→ **What the exercise asks**
Copy each line of the listing that includes "light".

→ **Records for this exercise**
⁂
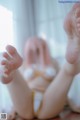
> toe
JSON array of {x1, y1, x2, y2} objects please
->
[
  {"x1": 1, "y1": 60, "x2": 7, "y2": 65},
  {"x1": 63, "y1": 9, "x2": 73, "y2": 37},
  {"x1": 72, "y1": 3, "x2": 80, "y2": 10},
  {"x1": 76, "y1": 18, "x2": 80, "y2": 23},
  {"x1": 3, "y1": 52, "x2": 11, "y2": 60},
  {"x1": 6, "y1": 45, "x2": 17, "y2": 56},
  {"x1": 6, "y1": 45, "x2": 22, "y2": 63},
  {"x1": 78, "y1": 28, "x2": 80, "y2": 33},
  {"x1": 1, "y1": 75, "x2": 13, "y2": 84},
  {"x1": 75, "y1": 8, "x2": 80, "y2": 18},
  {"x1": 73, "y1": 9, "x2": 80, "y2": 36},
  {"x1": 4, "y1": 45, "x2": 23, "y2": 72},
  {"x1": 1, "y1": 60, "x2": 11, "y2": 74},
  {"x1": 77, "y1": 23, "x2": 80, "y2": 31},
  {"x1": 77, "y1": 23, "x2": 80, "y2": 28}
]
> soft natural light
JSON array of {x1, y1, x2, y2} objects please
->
[
  {"x1": 49, "y1": 39, "x2": 66, "y2": 57},
  {"x1": 0, "y1": 5, "x2": 14, "y2": 52},
  {"x1": 40, "y1": 32, "x2": 47, "y2": 40},
  {"x1": 0, "y1": 5, "x2": 14, "y2": 111}
]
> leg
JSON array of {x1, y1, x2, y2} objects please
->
[
  {"x1": 37, "y1": 3, "x2": 80, "y2": 119},
  {"x1": 1, "y1": 45, "x2": 34, "y2": 119},
  {"x1": 64, "y1": 3, "x2": 80, "y2": 112},
  {"x1": 37, "y1": 64, "x2": 74, "y2": 119}
]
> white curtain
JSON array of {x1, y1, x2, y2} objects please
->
[
  {"x1": 33, "y1": 1, "x2": 80, "y2": 112},
  {"x1": 0, "y1": 0, "x2": 78, "y2": 113},
  {"x1": 0, "y1": 0, "x2": 37, "y2": 113},
  {"x1": 33, "y1": 0, "x2": 74, "y2": 60},
  {"x1": 0, "y1": 5, "x2": 14, "y2": 112}
]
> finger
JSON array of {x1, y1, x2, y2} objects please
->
[
  {"x1": 38, "y1": 40, "x2": 45, "y2": 66},
  {"x1": 43, "y1": 40, "x2": 52, "y2": 65},
  {"x1": 26, "y1": 43, "x2": 36, "y2": 66}
]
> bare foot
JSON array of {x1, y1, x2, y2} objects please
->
[
  {"x1": 64, "y1": 3, "x2": 80, "y2": 64},
  {"x1": 0, "y1": 45, "x2": 23, "y2": 84},
  {"x1": 64, "y1": 3, "x2": 80, "y2": 75}
]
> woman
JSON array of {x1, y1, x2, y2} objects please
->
[{"x1": 0, "y1": 3, "x2": 80, "y2": 119}]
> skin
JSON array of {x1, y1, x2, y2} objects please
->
[
  {"x1": 0, "y1": 3, "x2": 80, "y2": 119},
  {"x1": 23, "y1": 37, "x2": 59, "y2": 92},
  {"x1": 23, "y1": 37, "x2": 55, "y2": 67},
  {"x1": 64, "y1": 3, "x2": 80, "y2": 112}
]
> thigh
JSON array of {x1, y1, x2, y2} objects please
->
[
  {"x1": 37, "y1": 91, "x2": 57, "y2": 119},
  {"x1": 37, "y1": 81, "x2": 63, "y2": 119}
]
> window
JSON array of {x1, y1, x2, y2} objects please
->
[
  {"x1": 0, "y1": 5, "x2": 13, "y2": 112},
  {"x1": 0, "y1": 5, "x2": 14, "y2": 52}
]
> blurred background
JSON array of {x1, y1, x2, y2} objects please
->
[
  {"x1": 0, "y1": 0, "x2": 76, "y2": 113},
  {"x1": 0, "y1": 0, "x2": 74, "y2": 62}
]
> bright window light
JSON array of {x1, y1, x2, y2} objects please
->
[{"x1": 0, "y1": 5, "x2": 14, "y2": 52}]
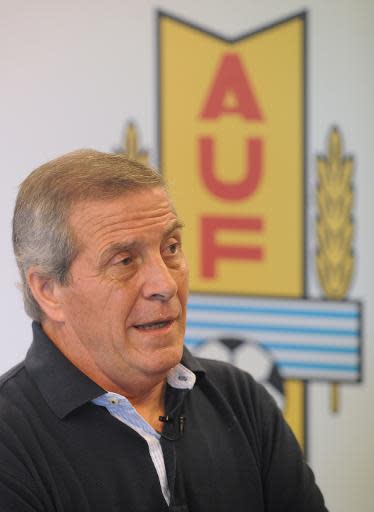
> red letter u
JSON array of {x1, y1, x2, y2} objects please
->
[{"x1": 199, "y1": 137, "x2": 263, "y2": 200}]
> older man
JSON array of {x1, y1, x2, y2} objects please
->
[{"x1": 0, "y1": 150, "x2": 328, "y2": 511}]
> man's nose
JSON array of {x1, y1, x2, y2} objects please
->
[{"x1": 141, "y1": 256, "x2": 178, "y2": 301}]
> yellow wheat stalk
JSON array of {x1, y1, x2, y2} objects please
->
[
  {"x1": 316, "y1": 127, "x2": 354, "y2": 299},
  {"x1": 122, "y1": 122, "x2": 149, "y2": 166}
]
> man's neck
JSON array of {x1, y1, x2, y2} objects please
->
[{"x1": 124, "y1": 380, "x2": 167, "y2": 431}]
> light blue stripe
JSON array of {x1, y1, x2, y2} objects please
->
[
  {"x1": 186, "y1": 320, "x2": 357, "y2": 337},
  {"x1": 278, "y1": 361, "x2": 358, "y2": 372},
  {"x1": 187, "y1": 303, "x2": 359, "y2": 319},
  {"x1": 261, "y1": 342, "x2": 358, "y2": 354},
  {"x1": 185, "y1": 338, "x2": 204, "y2": 346}
]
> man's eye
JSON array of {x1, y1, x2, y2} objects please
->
[
  {"x1": 168, "y1": 243, "x2": 179, "y2": 255},
  {"x1": 119, "y1": 256, "x2": 132, "y2": 266}
]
⁂
→ **Reply**
> soft natural light
> bright window light
> light blue stripe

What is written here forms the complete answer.